**Esercizio scritto 1**
Stampa senza alcuna modifica le righe dei record che partono da quella contenente "Batch annotation spec — target class: blurred" e arrivano a quella contenente "0,0,1270,952", comprese entrambe.

**Estratto pagina**
--*--

La realtà è che la yakuza è qualcosa difficile da capire per gli occidentali abituati al concetto  di criminalità come esclusione dalla vita comune, cioè «malvivenza». La yakuza è risaputamente integrata nella società nipponica. In modi che forse non è bene indagare – ma è quello che in effetti il protagonista vuol fare.

 

Lo spettatore resta perplesso quando capisce che in Giappone vi sono riviste di fan della Yakuza, con articoli e foto dei boss e dei loro sottoposti, i kyodai («fratelli maggiori») e shatei («fratelli minori»). Insomma, vere fanzine mafiose: immaginate pubblicazioni acquistabili in edicola o in libreria che celebrano i padrini di mafia, ‘ndrangheta e camorra… (Se state pensando a libri, trasmissioni TV, serie e film di Roberto Saviano, siete delle cattive persone)

--*--

[Record estratti]
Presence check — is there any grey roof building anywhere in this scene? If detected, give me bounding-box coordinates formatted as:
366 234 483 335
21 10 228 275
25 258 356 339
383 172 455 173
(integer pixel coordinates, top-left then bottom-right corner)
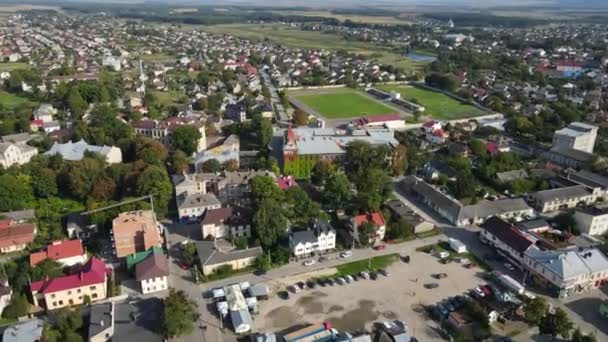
88 302 114 342
196 240 263 275
2 319 44 342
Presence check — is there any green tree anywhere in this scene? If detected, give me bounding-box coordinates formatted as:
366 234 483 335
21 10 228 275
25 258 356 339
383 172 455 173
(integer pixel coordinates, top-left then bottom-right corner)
171 125 201 156
162 289 198 338
310 160 336 186
538 308 574 339
0 174 34 211
321 172 352 209
2 296 30 319
169 150 190 174
524 297 549 326
284 186 320 224
249 176 283 204
137 165 173 217
252 197 287 248
253 254 272 272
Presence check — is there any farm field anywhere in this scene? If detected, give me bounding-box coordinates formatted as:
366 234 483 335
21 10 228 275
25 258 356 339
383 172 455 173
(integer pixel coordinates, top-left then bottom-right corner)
290 88 398 119
0 92 34 110
378 84 484 120
198 24 425 72
274 11 411 25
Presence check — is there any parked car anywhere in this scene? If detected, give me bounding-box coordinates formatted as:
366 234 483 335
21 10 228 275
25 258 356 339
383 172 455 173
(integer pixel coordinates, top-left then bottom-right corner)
471 287 486 298
302 259 315 266
340 251 353 258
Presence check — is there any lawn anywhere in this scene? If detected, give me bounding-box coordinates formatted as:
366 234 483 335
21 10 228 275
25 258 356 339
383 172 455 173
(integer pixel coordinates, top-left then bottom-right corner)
0 92 35 110
0 62 30 71
294 89 398 119
378 84 484 120
202 24 425 72
336 254 399 276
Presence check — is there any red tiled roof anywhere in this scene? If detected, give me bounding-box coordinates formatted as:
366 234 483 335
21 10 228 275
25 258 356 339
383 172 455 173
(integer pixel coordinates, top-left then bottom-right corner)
355 211 385 227
277 176 298 190
30 257 106 294
30 240 84 266
0 223 36 248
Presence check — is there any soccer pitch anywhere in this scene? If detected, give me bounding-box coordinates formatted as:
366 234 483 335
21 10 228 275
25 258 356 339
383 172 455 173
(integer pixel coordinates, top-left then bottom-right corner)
378 84 484 120
290 89 399 119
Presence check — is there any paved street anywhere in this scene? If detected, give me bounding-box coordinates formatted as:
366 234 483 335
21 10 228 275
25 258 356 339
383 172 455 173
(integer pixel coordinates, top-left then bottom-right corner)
167 220 445 342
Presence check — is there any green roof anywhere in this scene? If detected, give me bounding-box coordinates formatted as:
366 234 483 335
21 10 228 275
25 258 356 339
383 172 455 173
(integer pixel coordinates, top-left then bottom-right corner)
127 246 163 271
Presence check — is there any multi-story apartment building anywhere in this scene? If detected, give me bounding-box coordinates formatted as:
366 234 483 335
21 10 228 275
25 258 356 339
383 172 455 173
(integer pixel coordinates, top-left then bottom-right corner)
112 210 162 258
289 219 336 257
30 257 108 310
553 122 598 153
0 142 38 169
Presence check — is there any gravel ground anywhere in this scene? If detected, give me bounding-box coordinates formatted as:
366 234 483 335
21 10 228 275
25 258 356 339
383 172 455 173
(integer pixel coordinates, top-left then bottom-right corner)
253 253 483 341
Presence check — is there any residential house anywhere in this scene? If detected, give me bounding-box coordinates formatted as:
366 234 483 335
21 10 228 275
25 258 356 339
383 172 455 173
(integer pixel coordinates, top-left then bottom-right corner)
135 253 169 294
45 140 122 164
351 211 386 244
0 142 38 169
526 185 599 213
524 248 608 298
194 134 241 171
34 103 57 123
201 207 252 239
574 206 608 236
384 200 435 234
2 318 45 342
195 240 264 276
289 219 336 257
112 210 163 258
0 219 36 253
30 240 88 267
30 257 108 310
88 302 114 342
552 122 598 153
479 217 536 266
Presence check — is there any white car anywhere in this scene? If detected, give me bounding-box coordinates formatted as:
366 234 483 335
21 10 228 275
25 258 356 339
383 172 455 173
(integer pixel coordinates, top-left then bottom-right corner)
340 251 353 258
302 259 315 266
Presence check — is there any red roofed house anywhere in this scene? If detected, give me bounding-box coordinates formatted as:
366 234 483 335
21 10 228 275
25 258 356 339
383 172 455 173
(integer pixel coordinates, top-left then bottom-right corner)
30 240 87 266
0 219 36 253
277 176 298 190
351 211 386 244
30 257 108 310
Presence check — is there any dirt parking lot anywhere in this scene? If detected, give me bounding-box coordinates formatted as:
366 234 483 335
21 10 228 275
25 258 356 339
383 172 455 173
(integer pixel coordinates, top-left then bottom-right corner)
253 253 483 341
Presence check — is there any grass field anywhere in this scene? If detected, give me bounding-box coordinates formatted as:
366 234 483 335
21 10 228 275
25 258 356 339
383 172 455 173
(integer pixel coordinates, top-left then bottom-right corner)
378 84 484 120
202 24 424 71
0 92 35 110
274 11 411 25
290 88 397 119
0 62 30 71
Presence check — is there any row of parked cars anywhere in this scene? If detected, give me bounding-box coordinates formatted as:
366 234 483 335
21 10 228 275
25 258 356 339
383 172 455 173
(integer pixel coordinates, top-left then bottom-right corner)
279 269 390 299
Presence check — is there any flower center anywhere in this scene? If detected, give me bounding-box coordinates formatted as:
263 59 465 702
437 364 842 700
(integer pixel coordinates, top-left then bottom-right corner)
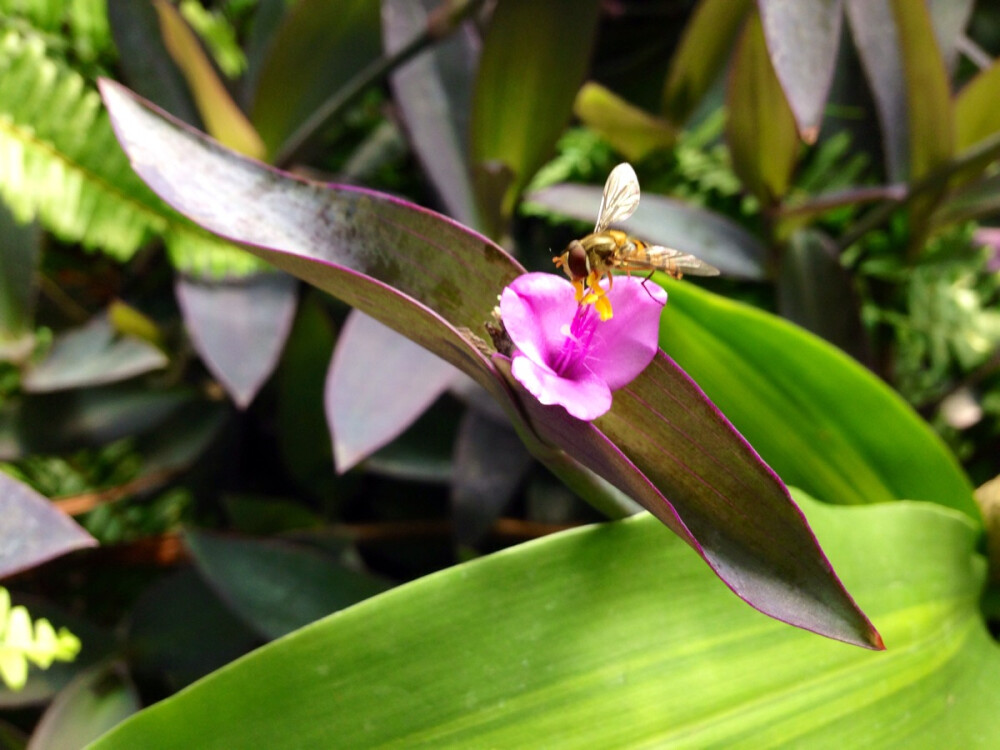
552 305 600 376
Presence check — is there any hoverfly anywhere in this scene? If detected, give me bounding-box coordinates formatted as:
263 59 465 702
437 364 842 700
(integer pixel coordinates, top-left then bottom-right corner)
552 162 719 319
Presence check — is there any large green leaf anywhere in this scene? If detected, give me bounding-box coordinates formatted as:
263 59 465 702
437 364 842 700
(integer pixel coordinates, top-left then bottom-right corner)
660 282 979 517
93 498 1000 750
102 82 881 647
469 0 600 235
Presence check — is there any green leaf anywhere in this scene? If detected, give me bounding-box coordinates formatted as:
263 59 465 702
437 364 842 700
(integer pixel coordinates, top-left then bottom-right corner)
891 0 955 181
0 31 259 273
573 82 676 162
469 0 600 236
94 497 1000 750
663 0 752 126
251 0 381 156
660 282 979 518
184 531 389 638
759 0 843 143
726 13 799 205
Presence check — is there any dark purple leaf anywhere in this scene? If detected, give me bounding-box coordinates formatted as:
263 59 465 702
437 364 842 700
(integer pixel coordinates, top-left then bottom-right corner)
382 0 480 227
324 310 457 472
102 81 880 646
757 0 843 143
726 13 799 206
526 183 767 280
21 314 167 393
175 273 297 409
184 531 389 638
451 409 531 546
0 471 97 578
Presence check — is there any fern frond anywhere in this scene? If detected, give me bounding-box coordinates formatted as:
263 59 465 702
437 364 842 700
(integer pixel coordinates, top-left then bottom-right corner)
0 30 261 274
0 0 114 62
0 588 80 690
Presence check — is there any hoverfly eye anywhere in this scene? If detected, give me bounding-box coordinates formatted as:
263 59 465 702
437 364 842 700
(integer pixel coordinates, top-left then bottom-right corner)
566 240 590 279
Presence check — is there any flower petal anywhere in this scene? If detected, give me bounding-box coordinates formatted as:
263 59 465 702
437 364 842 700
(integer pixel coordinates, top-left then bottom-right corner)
586 276 667 390
510 354 611 421
500 273 577 370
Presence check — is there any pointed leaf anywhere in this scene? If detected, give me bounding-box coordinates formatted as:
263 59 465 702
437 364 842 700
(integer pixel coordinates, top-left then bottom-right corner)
573 81 677 162
382 0 479 228
88 497 1000 750
470 0 600 236
663 0 752 127
451 409 532 546
324 311 456 473
758 0 843 143
103 82 877 644
184 531 389 639
891 0 955 181
108 0 201 127
153 0 264 159
726 13 799 205
0 471 97 578
21 314 168 393
251 0 381 156
28 665 142 750
660 282 979 518
175 273 297 409
526 183 767 279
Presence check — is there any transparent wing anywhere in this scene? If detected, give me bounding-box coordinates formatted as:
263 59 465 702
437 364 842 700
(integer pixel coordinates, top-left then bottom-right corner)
594 162 639 232
621 245 719 276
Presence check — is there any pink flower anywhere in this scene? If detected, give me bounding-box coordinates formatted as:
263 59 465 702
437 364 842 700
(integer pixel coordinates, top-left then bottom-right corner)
500 273 667 420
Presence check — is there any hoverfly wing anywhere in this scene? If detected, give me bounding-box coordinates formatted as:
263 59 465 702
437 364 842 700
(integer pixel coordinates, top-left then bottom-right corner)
594 162 639 233
623 245 720 276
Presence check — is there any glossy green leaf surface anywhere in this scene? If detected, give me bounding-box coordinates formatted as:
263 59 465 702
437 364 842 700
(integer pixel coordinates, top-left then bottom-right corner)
663 0 752 126
469 0 600 233
94 497 1000 750
103 82 879 646
726 13 799 205
251 0 381 155
759 0 843 143
660 282 979 518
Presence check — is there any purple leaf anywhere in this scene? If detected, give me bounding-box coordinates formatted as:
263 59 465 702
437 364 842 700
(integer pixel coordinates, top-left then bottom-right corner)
758 0 843 143
21 314 167 393
451 409 531 545
527 183 767 279
102 81 880 647
382 0 480 227
0 471 97 578
175 273 297 409
324 310 457 473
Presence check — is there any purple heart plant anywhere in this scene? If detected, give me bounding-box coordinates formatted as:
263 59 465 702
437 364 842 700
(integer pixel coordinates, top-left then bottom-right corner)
101 81 883 648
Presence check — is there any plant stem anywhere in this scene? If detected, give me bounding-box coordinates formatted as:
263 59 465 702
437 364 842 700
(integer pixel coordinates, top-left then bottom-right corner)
274 0 485 167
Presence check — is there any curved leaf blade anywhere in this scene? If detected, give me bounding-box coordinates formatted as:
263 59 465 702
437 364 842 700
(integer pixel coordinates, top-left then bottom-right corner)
758 0 843 143
95 497 1000 750
0 471 97 578
660 282 979 518
174 273 298 409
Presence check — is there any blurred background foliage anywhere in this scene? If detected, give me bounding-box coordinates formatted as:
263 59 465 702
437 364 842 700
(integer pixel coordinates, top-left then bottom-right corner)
0 0 1000 747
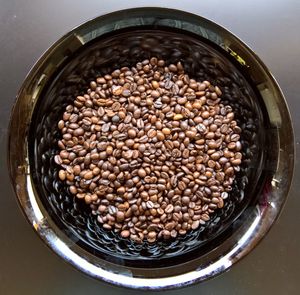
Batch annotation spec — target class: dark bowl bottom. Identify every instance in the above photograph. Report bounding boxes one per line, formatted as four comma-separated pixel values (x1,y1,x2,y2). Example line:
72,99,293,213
29,27,269,267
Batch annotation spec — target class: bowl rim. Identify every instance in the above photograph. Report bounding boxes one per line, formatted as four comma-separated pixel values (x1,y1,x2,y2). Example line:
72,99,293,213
8,7,295,289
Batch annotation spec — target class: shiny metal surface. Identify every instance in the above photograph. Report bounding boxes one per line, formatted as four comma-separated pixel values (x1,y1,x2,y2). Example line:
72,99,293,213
1,0,297,294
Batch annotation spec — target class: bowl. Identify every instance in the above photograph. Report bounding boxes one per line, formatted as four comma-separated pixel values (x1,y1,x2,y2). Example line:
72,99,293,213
8,8,294,289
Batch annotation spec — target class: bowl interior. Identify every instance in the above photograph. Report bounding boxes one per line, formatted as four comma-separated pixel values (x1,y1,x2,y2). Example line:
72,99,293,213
29,26,268,267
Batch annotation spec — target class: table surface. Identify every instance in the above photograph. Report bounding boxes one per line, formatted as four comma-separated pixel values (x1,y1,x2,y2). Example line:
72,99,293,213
0,0,300,295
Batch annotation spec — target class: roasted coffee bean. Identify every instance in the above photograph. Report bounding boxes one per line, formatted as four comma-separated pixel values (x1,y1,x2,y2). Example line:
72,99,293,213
54,57,241,243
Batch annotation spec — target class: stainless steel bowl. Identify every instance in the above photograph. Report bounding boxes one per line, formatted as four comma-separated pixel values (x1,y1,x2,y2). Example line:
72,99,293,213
8,8,294,289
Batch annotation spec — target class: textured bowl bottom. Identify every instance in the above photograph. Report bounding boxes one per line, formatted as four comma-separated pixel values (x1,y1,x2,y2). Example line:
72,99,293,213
29,28,267,267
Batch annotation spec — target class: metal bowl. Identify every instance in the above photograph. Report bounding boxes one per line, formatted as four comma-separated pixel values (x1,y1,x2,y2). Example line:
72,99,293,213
9,8,294,289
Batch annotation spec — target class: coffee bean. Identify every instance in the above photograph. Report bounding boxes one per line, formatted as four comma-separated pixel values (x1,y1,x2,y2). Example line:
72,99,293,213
54,57,244,243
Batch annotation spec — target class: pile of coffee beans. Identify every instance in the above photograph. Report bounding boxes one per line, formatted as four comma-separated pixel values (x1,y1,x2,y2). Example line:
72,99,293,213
55,57,242,243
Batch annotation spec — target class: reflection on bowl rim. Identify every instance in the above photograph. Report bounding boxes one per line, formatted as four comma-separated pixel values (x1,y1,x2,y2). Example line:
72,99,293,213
8,7,294,289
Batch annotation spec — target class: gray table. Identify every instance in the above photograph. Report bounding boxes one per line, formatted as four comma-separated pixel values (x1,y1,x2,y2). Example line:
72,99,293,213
0,0,300,295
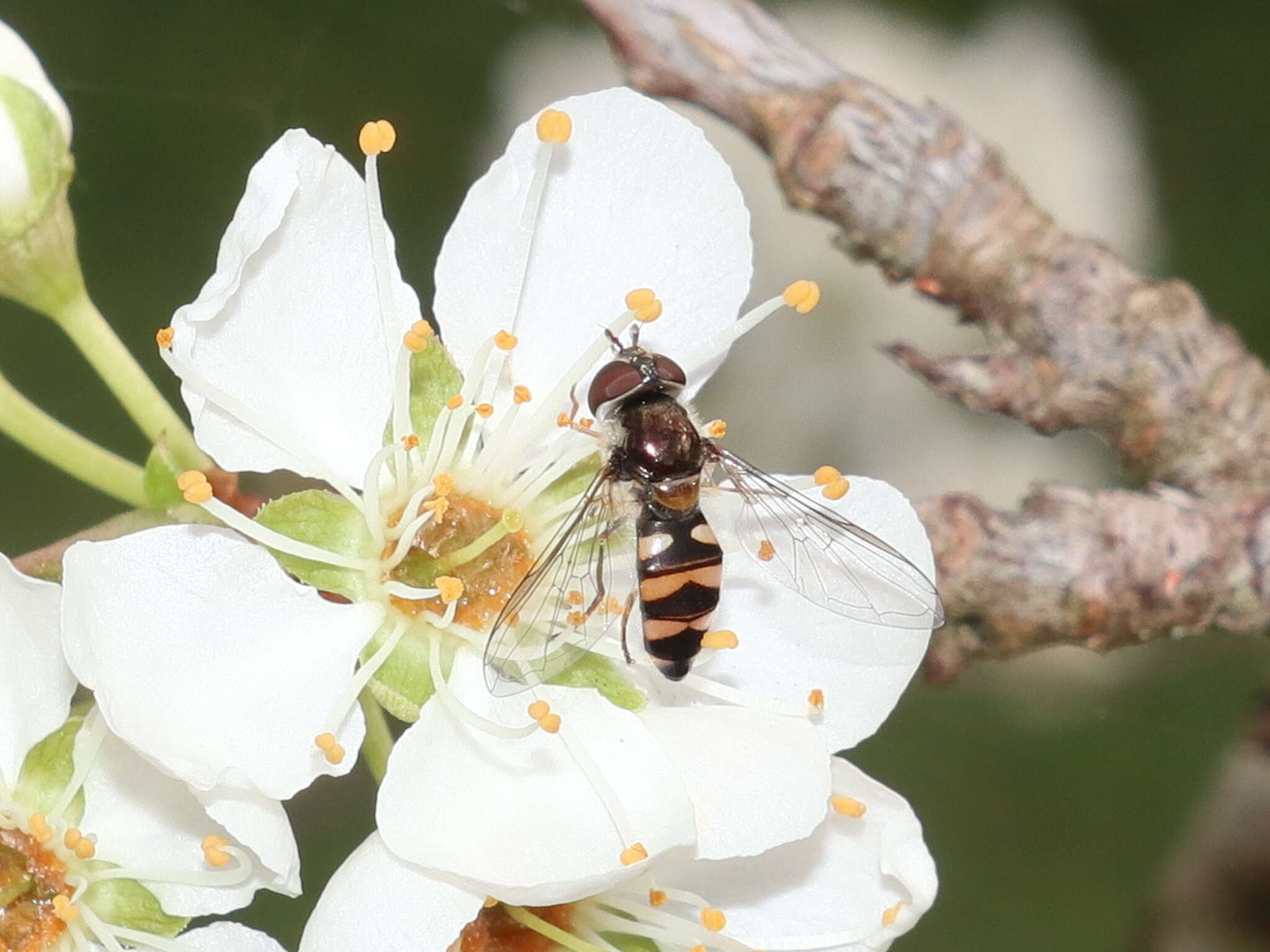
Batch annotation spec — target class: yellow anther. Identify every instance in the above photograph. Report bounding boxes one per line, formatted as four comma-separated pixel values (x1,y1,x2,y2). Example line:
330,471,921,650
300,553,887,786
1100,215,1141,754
701,906,728,932
401,330,428,354
635,301,662,324
820,476,851,499
626,288,657,311
783,281,820,314
53,892,79,923
357,120,396,155
829,795,869,820
812,466,842,486
617,843,647,866
701,628,740,649
537,109,573,144
434,575,464,606
27,813,53,843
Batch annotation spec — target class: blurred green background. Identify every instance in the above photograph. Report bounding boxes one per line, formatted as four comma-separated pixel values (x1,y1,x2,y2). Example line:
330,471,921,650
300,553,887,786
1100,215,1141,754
0,0,1270,952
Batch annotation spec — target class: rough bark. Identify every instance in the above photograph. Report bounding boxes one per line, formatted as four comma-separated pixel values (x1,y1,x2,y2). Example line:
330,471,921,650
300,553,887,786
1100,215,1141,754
583,0,1270,678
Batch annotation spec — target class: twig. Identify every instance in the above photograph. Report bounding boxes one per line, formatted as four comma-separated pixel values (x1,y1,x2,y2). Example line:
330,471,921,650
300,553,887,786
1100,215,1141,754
583,0,1270,677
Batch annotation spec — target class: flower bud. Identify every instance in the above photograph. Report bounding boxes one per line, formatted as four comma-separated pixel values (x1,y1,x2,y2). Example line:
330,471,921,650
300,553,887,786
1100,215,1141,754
0,23,84,315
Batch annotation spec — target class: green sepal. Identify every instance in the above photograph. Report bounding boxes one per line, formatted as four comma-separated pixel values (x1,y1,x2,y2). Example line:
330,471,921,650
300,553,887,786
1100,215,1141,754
362,625,455,723
12,713,84,824
141,438,185,511
383,335,464,446
255,488,378,602
80,878,189,940
548,651,647,711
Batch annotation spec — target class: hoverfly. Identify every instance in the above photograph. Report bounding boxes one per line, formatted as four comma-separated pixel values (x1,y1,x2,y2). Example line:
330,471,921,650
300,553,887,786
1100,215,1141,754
485,325,944,694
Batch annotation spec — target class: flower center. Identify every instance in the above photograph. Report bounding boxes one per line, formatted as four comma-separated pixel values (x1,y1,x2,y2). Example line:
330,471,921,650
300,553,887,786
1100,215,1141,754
0,829,71,952
390,494,533,631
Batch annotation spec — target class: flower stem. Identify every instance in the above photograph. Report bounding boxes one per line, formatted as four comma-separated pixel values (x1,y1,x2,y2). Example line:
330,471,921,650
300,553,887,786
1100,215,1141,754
50,293,212,471
360,688,393,783
0,376,148,509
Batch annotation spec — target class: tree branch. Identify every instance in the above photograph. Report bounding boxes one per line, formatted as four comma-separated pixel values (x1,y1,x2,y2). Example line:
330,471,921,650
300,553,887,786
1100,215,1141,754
583,0,1270,677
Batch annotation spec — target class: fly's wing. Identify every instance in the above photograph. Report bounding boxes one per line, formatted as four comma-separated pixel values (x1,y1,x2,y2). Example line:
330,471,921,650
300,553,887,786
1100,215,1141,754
708,443,944,628
485,470,634,695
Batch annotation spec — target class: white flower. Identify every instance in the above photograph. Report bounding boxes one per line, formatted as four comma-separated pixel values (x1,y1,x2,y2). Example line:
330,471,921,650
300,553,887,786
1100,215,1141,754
300,758,936,952
0,556,300,952
63,89,932,904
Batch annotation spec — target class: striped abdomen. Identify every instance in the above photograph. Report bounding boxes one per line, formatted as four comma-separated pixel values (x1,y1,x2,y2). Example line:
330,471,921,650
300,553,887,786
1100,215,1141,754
636,505,722,681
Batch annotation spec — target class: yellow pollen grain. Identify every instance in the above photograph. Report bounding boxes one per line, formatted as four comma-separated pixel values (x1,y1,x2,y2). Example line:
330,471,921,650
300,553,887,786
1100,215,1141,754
781,281,820,314
812,466,842,486
820,476,851,499
635,301,662,324
617,843,647,866
701,906,728,932
434,575,464,606
536,109,573,144
829,795,869,820
357,120,396,155
626,288,657,311
701,628,740,649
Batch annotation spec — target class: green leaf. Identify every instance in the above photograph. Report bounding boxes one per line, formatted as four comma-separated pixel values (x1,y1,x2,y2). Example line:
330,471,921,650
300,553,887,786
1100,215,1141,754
255,488,378,602
548,651,647,711
81,878,189,940
12,715,84,824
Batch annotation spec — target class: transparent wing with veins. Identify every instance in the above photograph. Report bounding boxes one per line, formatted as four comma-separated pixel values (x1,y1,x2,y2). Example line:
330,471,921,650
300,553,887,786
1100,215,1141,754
485,469,635,695
706,442,944,628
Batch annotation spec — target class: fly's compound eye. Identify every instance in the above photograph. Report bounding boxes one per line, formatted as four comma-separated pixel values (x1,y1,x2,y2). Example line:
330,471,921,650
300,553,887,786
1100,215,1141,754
653,354,688,387
587,361,645,414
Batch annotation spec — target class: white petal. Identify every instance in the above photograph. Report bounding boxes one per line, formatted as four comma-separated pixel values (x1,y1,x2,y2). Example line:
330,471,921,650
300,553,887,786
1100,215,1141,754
658,758,937,952
173,130,419,486
300,832,485,952
62,526,380,800
0,550,75,786
0,23,71,146
685,476,933,750
75,731,300,917
640,706,829,859
377,651,693,905
435,87,752,403
179,923,286,952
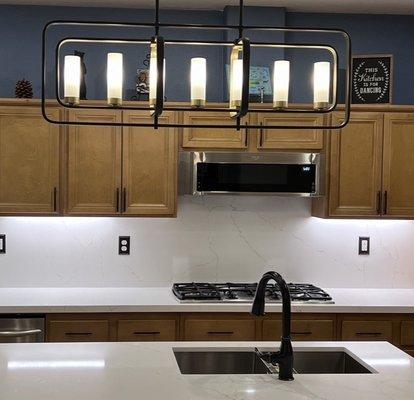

--*--

**Esercizio scritto 2**
Riscrivi il brano sulla yakuza partendo da "La realtà è" e arrivando a "delle cattive persone)", con "riviste per appassionati" al posto di "fanzine".

**Risultato esercizio 1**
Batch annotation spec — target class: blurred green background. Identify every instance in the above photograph. Report bounding boxes one per line, formatted as four comma-separated pixel values (x1,y1,x2,y2). Example line:
330,471,921,650
300,553,887,786
1100,215,1141,754
0,0,1270,952

**Risultato esercizio 2**
La realtà è che la yakuza è qualcosa difficile da capire per gli occidentali abituati al concetto  di criminalità come esclusione dalla vita comune, cioè «malvivenza». La yakuza è risaputamente integrata nella società nipponica. In modi che forse non è bene indagare – ma è quello che in effetti il protagonista vuol fare.

 

Lo spettatore resta perplesso quando capisce che in Giappone vi sono riviste di fan della Yakuza, con articoli e foto dei boss e dei loro sottoposti, i kyodai («fratelli maggiori») e shatei («fratelli minori»). Insomma, vere riviste per appassionati mafiose: immaginate pubblicazioni acquistabili in edicola o in libreria che celebrano i padrini di mafia, ‘ndrangheta e camorra… (Se state pensando a libri, trasmissioni TV, serie e film di Roberto Saviano, siete delle cattive persone)